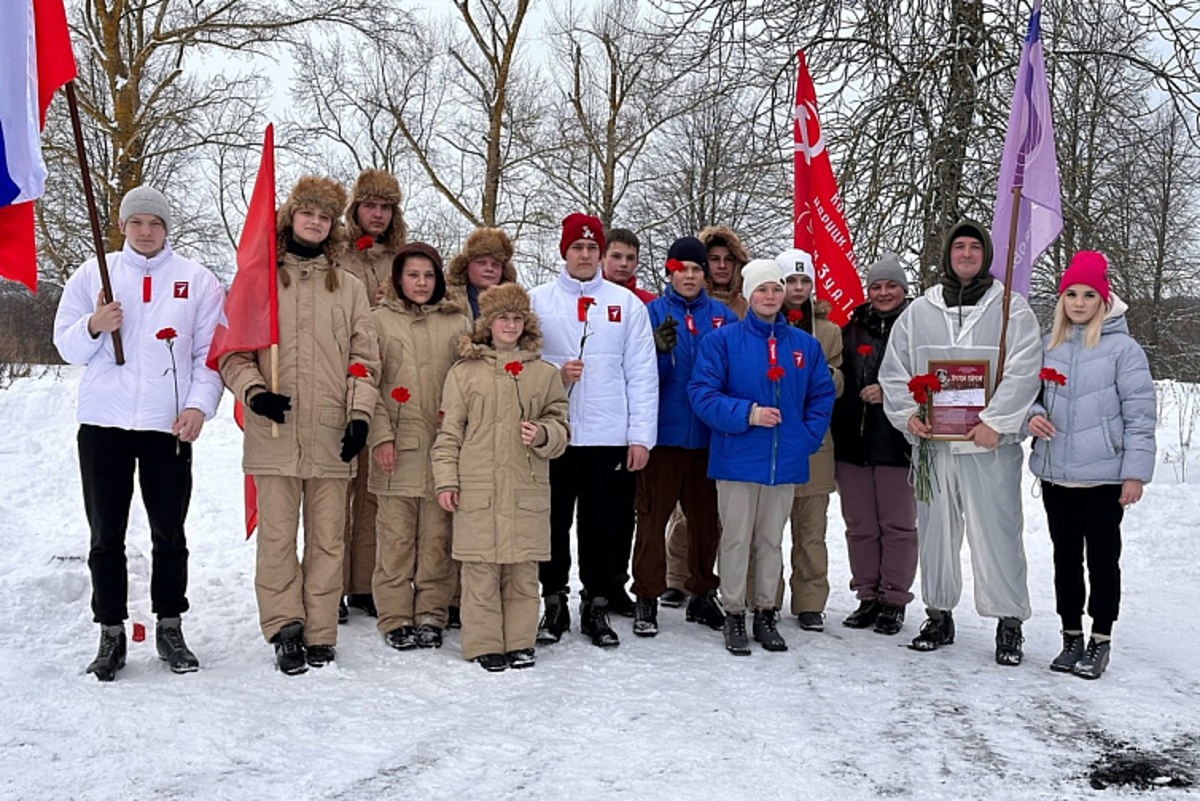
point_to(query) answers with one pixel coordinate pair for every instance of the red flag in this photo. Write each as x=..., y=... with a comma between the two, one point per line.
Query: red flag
* * *
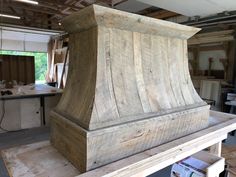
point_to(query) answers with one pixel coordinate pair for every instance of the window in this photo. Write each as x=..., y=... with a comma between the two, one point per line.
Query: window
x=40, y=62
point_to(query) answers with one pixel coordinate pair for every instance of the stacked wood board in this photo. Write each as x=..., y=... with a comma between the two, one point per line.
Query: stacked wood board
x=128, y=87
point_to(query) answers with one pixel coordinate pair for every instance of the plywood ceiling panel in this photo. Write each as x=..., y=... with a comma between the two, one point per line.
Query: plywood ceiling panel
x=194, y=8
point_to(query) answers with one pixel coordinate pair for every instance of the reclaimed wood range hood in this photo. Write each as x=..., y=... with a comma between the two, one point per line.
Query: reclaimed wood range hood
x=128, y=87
--
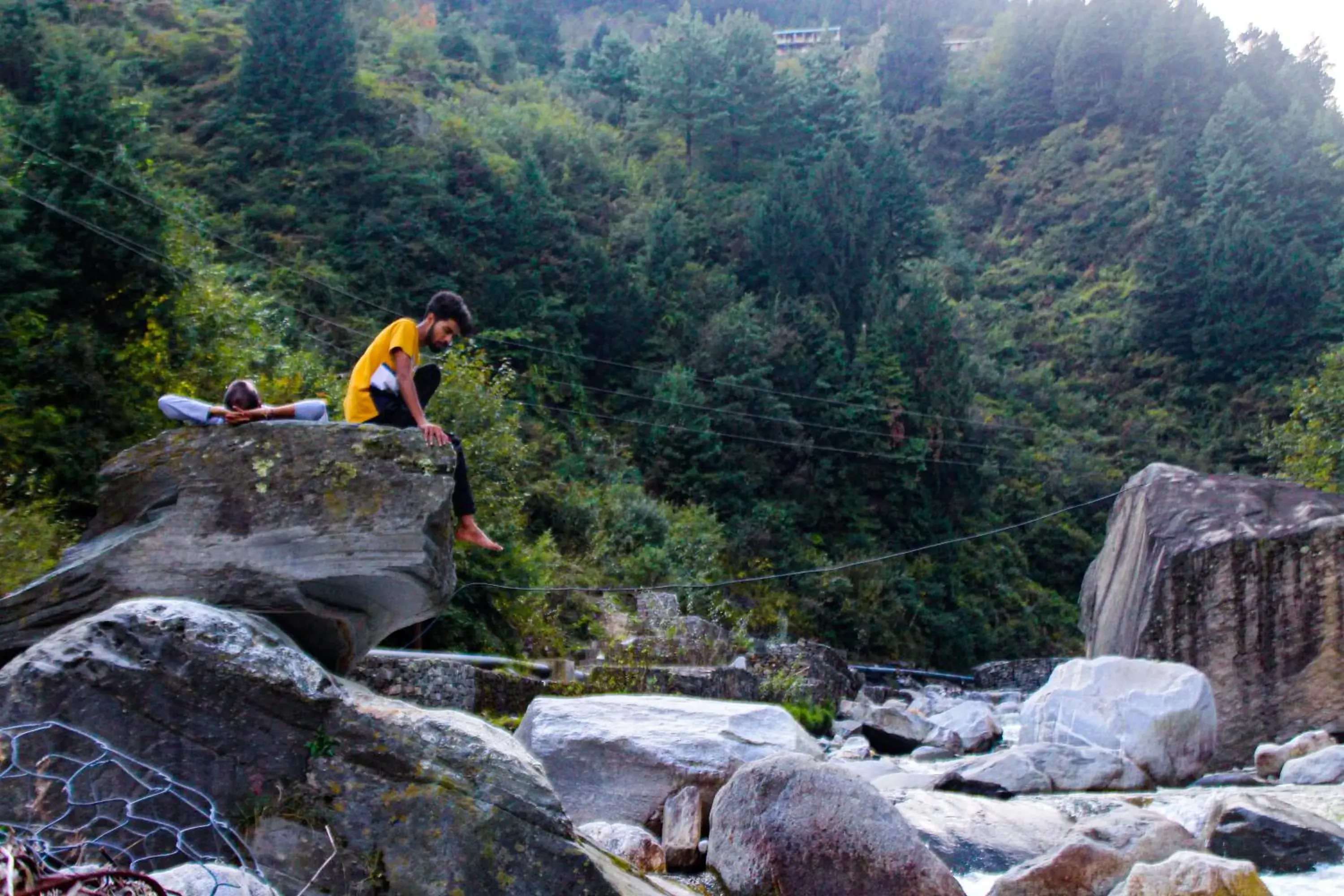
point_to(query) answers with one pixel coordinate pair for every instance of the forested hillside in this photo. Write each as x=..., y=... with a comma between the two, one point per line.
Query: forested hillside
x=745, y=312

What needs to be done: Reproduce the lines verbatim, beginning with the line containing "the red flag" and ending with the line containing "Query: red flag", both included.

The reply:
point_to(query) answers with one pixel coordinate pair for every instance of the red flag in this photo. Write each as x=..., y=... with a comma between the two, one point per line.
Query: red flag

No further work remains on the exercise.